**Instructions to follow:**
Output, without alteration, the first line of the entries and each line after it, stopping with the line that contains "positive clicks: (273, 65)".

**The data:**
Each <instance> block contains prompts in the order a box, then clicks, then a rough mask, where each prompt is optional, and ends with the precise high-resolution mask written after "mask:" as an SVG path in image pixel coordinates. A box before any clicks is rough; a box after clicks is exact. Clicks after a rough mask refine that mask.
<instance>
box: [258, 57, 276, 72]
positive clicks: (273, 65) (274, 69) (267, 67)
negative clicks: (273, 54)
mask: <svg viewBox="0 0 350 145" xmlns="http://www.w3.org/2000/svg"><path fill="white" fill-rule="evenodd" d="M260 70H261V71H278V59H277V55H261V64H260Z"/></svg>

**Output:**
Each <instance> block contains prompts in the order a box, then clicks, then a rough mask, where each prompt is optional, and ends with the precise high-resolution mask written after "mask:" as an SVG path in image pixel coordinates. A box before any clicks is rough; a box after clicks is exact. Clicks after a rough mask refine that mask.
<instance>
box: [258, 57, 276, 72]
positive clicks: (273, 65) (274, 69) (267, 67)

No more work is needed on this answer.